=== Section Start ===

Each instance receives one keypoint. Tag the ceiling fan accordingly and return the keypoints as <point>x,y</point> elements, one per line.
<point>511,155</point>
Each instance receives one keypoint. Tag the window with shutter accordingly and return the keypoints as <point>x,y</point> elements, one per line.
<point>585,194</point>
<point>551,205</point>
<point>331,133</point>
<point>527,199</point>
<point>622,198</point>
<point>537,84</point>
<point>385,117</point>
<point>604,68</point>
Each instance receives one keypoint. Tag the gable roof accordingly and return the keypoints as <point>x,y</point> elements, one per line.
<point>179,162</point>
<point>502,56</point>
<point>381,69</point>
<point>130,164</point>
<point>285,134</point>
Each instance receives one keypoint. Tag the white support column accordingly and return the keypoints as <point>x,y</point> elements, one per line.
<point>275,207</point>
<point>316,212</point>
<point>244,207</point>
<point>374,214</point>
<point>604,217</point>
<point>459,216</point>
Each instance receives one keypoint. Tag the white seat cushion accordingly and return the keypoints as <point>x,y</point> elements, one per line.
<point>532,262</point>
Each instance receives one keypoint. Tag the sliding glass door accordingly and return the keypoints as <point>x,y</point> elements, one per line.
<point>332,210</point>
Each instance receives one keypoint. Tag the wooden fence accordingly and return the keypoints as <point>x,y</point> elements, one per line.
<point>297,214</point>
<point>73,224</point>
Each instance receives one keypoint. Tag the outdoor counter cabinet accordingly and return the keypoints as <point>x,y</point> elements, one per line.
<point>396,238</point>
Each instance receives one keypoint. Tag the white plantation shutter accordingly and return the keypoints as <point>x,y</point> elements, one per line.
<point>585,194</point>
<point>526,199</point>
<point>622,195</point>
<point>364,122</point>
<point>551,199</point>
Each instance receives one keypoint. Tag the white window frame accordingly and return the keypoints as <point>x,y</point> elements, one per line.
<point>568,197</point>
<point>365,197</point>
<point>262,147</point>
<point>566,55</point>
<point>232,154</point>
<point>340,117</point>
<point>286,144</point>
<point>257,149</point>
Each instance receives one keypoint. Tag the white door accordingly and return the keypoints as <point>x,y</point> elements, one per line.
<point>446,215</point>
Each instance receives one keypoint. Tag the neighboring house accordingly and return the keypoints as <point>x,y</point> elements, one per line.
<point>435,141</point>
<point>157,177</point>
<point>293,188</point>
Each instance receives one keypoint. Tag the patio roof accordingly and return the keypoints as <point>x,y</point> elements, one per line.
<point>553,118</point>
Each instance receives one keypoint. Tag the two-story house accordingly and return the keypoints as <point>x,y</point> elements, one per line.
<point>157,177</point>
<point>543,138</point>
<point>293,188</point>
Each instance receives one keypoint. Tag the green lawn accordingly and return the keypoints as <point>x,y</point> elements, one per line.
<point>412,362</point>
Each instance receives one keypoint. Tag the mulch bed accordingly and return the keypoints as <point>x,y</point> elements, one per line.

=== Section End ===

Would you retype all of the data exactly as shown?

#### Answer box:
Each instance receives one keypoint. Tag the ceiling fan accordingly and return the keypoints as <point>x,y</point> elements, one per line.
<point>511,155</point>
Each instance receives one keypoint. Tag the window with shutter accordingly and return the keypoints as <point>x,y</point> elements, one per line.
<point>585,194</point>
<point>551,205</point>
<point>331,133</point>
<point>527,199</point>
<point>622,198</point>
<point>537,84</point>
<point>385,117</point>
<point>604,68</point>
Each instance receives one keypoint. Tag the gable roof accordingly and return the keypoints as <point>x,y</point> elements, one per line.
<point>179,162</point>
<point>502,56</point>
<point>381,69</point>
<point>130,164</point>
<point>285,134</point>
Each instance receives one keypoint. Tag the white support column accordingly and return the keypoints as <point>x,y</point> elements, one per line.
<point>275,207</point>
<point>316,212</point>
<point>244,207</point>
<point>374,214</point>
<point>604,217</point>
<point>459,216</point>
Each instance receives one keypoint. Tag the white seat cushion accordingly and return the keypoints as <point>x,y</point> elements, one per line.
<point>532,262</point>
Each instance receives one keypoint. Tag the sliding glass door accordingly and return the keypoints as <point>x,y</point> elements, one per line.
<point>332,210</point>
Each instance receives one keypoint. Tag the wooden fence accordingly and return the keypoints as <point>x,y</point> elements, one per line.
<point>297,214</point>
<point>73,224</point>
Each instance receives one keypoint. Tag the outdoor counter cabinet accordingly and return the keypoints as <point>x,y</point> elements, one per line.
<point>396,238</point>
Each instance receives one keypoint. Tag the white plantation shutter accordingly and return the keypoints as <point>x,y</point> elements, one per line.
<point>585,194</point>
<point>526,199</point>
<point>622,195</point>
<point>364,122</point>
<point>551,199</point>
Each instance receives one keypoint. Tag the white window frame accordingly and return the keypoints as <point>x,y</point> elements, one per line.
<point>568,197</point>
<point>365,197</point>
<point>262,147</point>
<point>566,55</point>
<point>232,154</point>
<point>340,117</point>
<point>286,144</point>
<point>257,149</point>
Each instance receives one keypoint. Tag the white door accordingly and return the keypoints as <point>x,y</point> elements, one per line.
<point>446,215</point>
Each instance receives one keypoint. Tag the neighboring house accordingly and return the keypoints as <point>x,y</point> elements, one per line.
<point>435,141</point>
<point>157,177</point>
<point>293,188</point>
Each instance receives one keypoint. Tag the patio roof accordingly and return the keypoints as <point>x,y</point> elements, one per line.
<point>553,118</point>
Each instance receives one keypoint. Tag the two-story house accordingly and return the keypoints as <point>x,y</point> elements, one per line.
<point>157,177</point>
<point>543,138</point>
<point>293,188</point>
Each instance receives one keypoint. Tag the green lawn accordingly and return the keypoints as <point>x,y</point> elements, one per line.
<point>412,362</point>
Each instance receives one keypoint. Tag the mulch bed accordingly and return the keypoints as <point>x,y</point> elements, one per line.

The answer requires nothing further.